Data to use
** Begin **

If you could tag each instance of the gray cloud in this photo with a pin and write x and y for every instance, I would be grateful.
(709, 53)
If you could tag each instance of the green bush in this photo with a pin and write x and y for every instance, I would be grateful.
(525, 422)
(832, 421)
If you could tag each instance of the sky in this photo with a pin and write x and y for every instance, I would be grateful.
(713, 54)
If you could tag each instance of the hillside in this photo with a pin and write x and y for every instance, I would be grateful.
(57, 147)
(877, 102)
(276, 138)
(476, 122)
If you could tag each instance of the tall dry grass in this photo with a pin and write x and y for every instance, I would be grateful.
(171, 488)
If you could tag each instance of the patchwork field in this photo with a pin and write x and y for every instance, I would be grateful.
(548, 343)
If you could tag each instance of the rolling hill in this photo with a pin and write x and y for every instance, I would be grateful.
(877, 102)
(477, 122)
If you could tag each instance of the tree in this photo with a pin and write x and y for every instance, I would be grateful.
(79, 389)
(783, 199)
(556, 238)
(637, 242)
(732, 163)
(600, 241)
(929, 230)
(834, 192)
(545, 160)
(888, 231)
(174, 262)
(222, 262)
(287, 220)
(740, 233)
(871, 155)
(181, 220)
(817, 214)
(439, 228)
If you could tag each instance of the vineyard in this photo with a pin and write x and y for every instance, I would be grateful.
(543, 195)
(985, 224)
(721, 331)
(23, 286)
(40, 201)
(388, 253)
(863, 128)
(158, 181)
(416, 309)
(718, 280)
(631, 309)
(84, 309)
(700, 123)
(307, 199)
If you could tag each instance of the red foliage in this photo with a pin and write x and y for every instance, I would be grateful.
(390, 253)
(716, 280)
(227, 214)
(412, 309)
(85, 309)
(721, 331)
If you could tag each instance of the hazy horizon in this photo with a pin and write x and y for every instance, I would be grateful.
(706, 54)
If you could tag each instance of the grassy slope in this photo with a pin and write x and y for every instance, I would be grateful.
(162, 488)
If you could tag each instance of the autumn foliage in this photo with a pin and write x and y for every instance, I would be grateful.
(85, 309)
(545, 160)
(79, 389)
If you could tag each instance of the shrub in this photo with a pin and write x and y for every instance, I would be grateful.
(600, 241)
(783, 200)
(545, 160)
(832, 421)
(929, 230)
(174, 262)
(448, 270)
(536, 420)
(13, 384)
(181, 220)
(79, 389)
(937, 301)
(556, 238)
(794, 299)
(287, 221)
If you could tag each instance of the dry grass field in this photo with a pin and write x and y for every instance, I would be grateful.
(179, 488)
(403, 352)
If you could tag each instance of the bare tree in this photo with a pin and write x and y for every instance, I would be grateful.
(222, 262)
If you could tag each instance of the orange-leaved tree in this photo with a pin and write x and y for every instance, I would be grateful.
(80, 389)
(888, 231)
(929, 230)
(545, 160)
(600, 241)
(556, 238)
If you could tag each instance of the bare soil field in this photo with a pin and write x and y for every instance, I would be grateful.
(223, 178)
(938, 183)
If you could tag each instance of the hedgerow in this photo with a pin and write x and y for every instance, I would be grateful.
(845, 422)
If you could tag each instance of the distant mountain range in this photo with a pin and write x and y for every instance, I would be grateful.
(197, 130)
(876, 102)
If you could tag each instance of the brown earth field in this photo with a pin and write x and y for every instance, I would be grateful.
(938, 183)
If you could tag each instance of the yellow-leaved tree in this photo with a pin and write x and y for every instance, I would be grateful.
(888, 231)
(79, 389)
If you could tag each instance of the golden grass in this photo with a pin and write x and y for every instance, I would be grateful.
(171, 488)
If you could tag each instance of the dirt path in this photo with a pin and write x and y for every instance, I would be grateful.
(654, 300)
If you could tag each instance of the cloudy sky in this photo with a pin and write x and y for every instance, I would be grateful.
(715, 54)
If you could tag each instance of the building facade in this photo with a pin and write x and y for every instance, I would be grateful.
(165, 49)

** End **

Written instruction
Reproduce every line of the data above verbatim, from the first line to the last, without alteration.

Expected answer
If you could tag each instance of the gray cloud in this photo with a pin and write x and y for every instance, I would be grateful.
(709, 53)
If you could tag each instance of the green bush in this photo with a pin and write x and y for every instance, I would be grateful.
(525, 422)
(832, 421)
If you could tag each instance of the sky in this photo with a pin and write x and y for every instance, I would be grateful.
(713, 54)
If you could tag each instance of the hillside in this photo with a pin and write x and y for every instance, I would be grateful.
(57, 147)
(877, 102)
(276, 138)
(476, 122)
If you could tag each instance of the tall dry grass in this photo with a pin and write x and y for every instance, I would be grateful.
(171, 488)
If you could tag each instance of the patchwork field in this photo with a pin and write x and y for every instance, I would be grateful.
(548, 343)
If you could tag each instance of the rolling hill in this photo with a pin and write x and y for every instance, I would be grateful.
(877, 102)
(477, 122)
If you could tag each instance of the tree in this photo with a pin and write x and y for every instance, I would be grateful.
(79, 389)
(783, 199)
(556, 238)
(637, 242)
(732, 163)
(600, 241)
(929, 230)
(834, 192)
(545, 160)
(888, 231)
(174, 262)
(222, 262)
(287, 220)
(740, 233)
(871, 155)
(181, 220)
(817, 214)
(439, 228)
If you could tag each instance of the vineyard in this photo with a pin and write x and y for every instance, I would be grateful.
(543, 195)
(985, 224)
(721, 331)
(23, 286)
(40, 201)
(388, 253)
(863, 128)
(158, 181)
(416, 309)
(718, 280)
(631, 309)
(84, 309)
(700, 123)
(307, 199)
If you could tag each instance of the red foliage in this photo with a pin and write x and y for every instance, I would be grateful.
(390, 253)
(716, 280)
(227, 214)
(412, 309)
(85, 309)
(721, 331)
If you could tag each instance of the hazy horizon in this photo with a pin and write x and y for every instance, I would be grateful.
(706, 54)
If you could tag each instance of the grassy slope in this photo with a pin and write x and y for every instance, I would be grateful.
(162, 488)
If you could tag each instance of the autumn foliage in this photo with a pin and write x and y for every instance, I would be grateful.
(85, 309)
(545, 160)
(79, 389)
If you could tag each instance of the shrub in this photo with a pin and write x and y for every instance, I would be grateful.
(600, 241)
(783, 200)
(545, 160)
(832, 421)
(929, 230)
(174, 262)
(448, 270)
(536, 420)
(13, 384)
(181, 220)
(79, 389)
(937, 301)
(556, 238)
(794, 299)
(287, 221)
If you could tag each instance of the dry grass field in this photo with a pin and write x and y for every instance, I would be grateful.
(179, 488)
(403, 352)
If you could tag each instance of the bare tree in this photo with a pin and write x and y for every instance, I would be grateful.
(222, 262)
If you could tag each instance of the orange-leaved tree in this photo with a pin and write x and y for every instance, I would be grateful.
(80, 389)
(888, 231)
(929, 230)
(545, 160)
(600, 241)
(556, 238)
If you could tag each instance of the bare soil field in this photo with a pin and write x and y for every instance, I would be grateful.
(223, 178)
(938, 183)
If you could tag each instance of the hedgerow in this photo with a pin and write x and y for every instance, I would be grateful.
(845, 422)
If you could tag each instance of the distant mountain range in this photo with a pin and write x and y for every instance, I would be grateful.
(197, 130)
(876, 102)
If you could tag each instance of the brown earth field in this photo with a pin and write x and y for every instance, I would be grateful.
(938, 183)
If you could tag each instance of the yellow-leaved tree in this photo with a pin and write x and y for every instance, I would be grateful.
(888, 231)
(79, 389)
If you could tag each instance of the golden grass in this photo with a pin and write x and y for every instance, I would be grateful.
(171, 488)
If you could tag each instance of the dirt path in this photo with a pin and write x and y for every instance, I would be grateful.
(654, 300)
If you could tag each instance of the cloudy sky in this photo with a pin and write x and y for every instance, I would be grateful.
(715, 54)
If you could tag each instance of the building facade in this photo with a pin and write x and y for every instance, I would be grateful.
(165, 49)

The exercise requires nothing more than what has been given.